(A run of records)
* Start *

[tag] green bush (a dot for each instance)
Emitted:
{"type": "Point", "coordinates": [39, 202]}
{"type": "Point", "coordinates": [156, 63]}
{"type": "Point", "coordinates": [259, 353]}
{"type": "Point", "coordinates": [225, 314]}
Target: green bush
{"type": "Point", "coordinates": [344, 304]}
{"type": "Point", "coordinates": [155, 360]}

* End *

Set task
Output every line of the records above as a JSON list of strings, with one string per line and no blank lines.

Complete answer
[
  "[tag] green bush (a dot for each instance)",
  "Emitted:",
  "{\"type\": \"Point\", \"coordinates\": [39, 202]}",
  "{\"type\": \"Point\", \"coordinates\": [156, 63]}",
  "{\"type\": \"Point\", \"coordinates\": [259, 353]}",
  "{\"type\": \"Point\", \"coordinates\": [225, 314]}",
  "Target: green bush",
  "{\"type\": \"Point\", \"coordinates\": [344, 304]}",
  "{\"type\": \"Point\", \"coordinates\": [155, 360]}"
]